START The records
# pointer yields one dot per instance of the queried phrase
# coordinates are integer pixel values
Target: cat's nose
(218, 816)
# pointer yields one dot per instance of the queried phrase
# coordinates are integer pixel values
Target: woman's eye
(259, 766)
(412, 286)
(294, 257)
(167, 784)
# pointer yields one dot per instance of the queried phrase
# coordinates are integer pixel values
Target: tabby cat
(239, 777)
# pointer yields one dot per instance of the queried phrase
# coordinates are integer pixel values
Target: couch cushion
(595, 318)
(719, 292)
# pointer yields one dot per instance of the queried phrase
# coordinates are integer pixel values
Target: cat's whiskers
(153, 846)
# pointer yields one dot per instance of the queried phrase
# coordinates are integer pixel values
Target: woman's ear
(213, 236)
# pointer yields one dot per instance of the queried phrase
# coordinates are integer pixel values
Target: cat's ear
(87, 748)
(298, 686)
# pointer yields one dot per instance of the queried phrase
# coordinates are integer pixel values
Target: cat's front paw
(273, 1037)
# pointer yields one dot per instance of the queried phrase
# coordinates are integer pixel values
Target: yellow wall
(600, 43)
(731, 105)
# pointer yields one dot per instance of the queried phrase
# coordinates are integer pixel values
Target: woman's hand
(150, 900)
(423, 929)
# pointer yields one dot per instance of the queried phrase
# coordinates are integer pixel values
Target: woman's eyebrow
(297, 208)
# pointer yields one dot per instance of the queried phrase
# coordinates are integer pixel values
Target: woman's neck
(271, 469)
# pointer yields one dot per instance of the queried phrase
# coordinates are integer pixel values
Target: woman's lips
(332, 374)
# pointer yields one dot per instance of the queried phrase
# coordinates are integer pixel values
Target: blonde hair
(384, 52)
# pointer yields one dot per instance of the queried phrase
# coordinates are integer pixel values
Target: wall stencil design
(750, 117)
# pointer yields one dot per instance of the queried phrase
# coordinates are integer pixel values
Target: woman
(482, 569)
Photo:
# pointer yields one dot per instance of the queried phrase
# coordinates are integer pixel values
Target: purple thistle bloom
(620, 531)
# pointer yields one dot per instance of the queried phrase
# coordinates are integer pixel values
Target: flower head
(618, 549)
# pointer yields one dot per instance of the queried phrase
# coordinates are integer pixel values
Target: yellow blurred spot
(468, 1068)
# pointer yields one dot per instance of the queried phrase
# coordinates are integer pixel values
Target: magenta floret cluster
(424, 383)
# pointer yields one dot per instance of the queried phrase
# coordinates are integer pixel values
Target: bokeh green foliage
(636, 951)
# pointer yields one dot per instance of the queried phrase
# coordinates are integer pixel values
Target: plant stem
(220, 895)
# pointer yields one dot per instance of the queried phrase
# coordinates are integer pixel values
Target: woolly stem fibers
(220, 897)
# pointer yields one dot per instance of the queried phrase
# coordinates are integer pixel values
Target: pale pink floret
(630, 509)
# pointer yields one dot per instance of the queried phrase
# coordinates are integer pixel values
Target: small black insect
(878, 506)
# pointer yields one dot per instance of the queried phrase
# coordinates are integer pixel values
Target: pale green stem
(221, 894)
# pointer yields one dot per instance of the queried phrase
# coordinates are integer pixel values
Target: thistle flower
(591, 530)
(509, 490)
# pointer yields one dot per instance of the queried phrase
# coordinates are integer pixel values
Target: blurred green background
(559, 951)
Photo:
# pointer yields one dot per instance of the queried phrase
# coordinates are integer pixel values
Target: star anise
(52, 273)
END The records
▸ **Your goal**
Would you copy every line of the material exactly?

▸ **Solved exercise**
# pointer yields one dot per instance of the queried phrase
# coordinates are integer pixel values
Target: cat's nose
(218, 816)
# pointer yields one dot per instance of the queried phrase
# coordinates are integer pixel values
Target: woman's eye
(259, 766)
(412, 286)
(294, 257)
(167, 784)
# pointer yields one dot per instance of the queried phrase
# coordinates are integer pixel values
Target: tabby cat
(239, 777)
# pointer yields one dot per instance of the queried phrase
# coordinates are integer pixel values
Target: couch cushion
(595, 318)
(719, 292)
# pointer yields one dot per instance of the queried phrase
# coordinates are integer pixel values
Target: cat's whiskers
(153, 846)
# pointer yields one dot per instance of the queried phrase
# coordinates are integer pixel values
Target: woman's ear
(213, 236)
# pointer yields one dot per instance of the queried phrase
# coordinates are integer pixel values
Target: cat's ear
(87, 748)
(298, 686)
# pointer yields one dot per instance of the queried phrase
# coordinates are integer pixel values
Target: cat's front paw
(273, 1037)
# pointer yields one dot per instance of the queried phrase
# coordinates are integer pixel values
Target: yellow wall
(600, 43)
(731, 105)
# pointer yields one dot per instance of the queried phrase
# coordinates are integer pixel values
Target: woman's hand
(150, 900)
(423, 929)
# pointer yields one dot per instance of the queried phrase
# coordinates are integer pixel values
Target: woman's eyebrow
(297, 208)
# pointer yields one dot per instance of the queried phrase
# coordinates are integer pixel values
Target: woman's neck
(271, 469)
# pointer yields one dot per instance of the queried phrase
# coordinates are integer pixel values
Target: woman's lips
(332, 374)
# pointer yields one dot per instance of the queried phrase
# coordinates are integer pixel values
Target: blonde hair
(384, 52)
# pointer yields one dot per instance of the queried phrase
# coordinates are integer pixel values
Target: wall stencil design
(750, 117)
# pointer yields one dot per instance of the queried phrase
# coordinates are integer pixel values
Target: woman
(482, 569)
Photo:
# pointer yields one dot per instance of the queried phrase
# coordinates are integer pixel values
Target: purple thistle bloom
(620, 531)
# pointer yields one dot per instance of the queried phrase
# coordinates are integer pixel values
Target: flower head
(618, 549)
# pointer yields one dot per instance of the queried phrase
# coordinates are integer pixel values
Target: yellow blurred spot
(468, 1068)
# pointer yields one dot per instance of the queried phrase
# coordinates are integer pixel values
Target: magenta floret cluster
(424, 383)
# pointer yields one dot per instance of the queried phrase
# coordinates are integer pixel values
Target: bokeh green foliage
(636, 951)
# pointer yields one dot per instance of the queried phrase
# coordinates are integer pixel values
Target: plant stem
(220, 895)
# pointer yields one dot per instance of the queried phrase
# coordinates are integer pixel values
Target: woolly stem fibers
(220, 897)
# pointer yields one dot per instance of the queried phrase
# coordinates are integer pixel values
Target: pale pink floret
(630, 509)
# pointer yields one dot per instance of the queried phrase
# coordinates are integer pixel values
Target: small black insect
(878, 506)
# pointer yields one dot per instance of the queried phrase
# coordinates are integer pixel values
Target: pale green stem
(221, 894)
# pointer yields one dot per instance of the queried phrase
# coordinates are integer pixel values
Target: thistle flower
(591, 530)
(509, 490)
# pointer yields one dot per instance of the queried phrase
# coordinates are integer pixel values
Target: blurred green background
(559, 951)
Photo:
# pointer yields one dot per instance of the queried phrase
# coordinates are integer pixel values
Target: star anise
(52, 273)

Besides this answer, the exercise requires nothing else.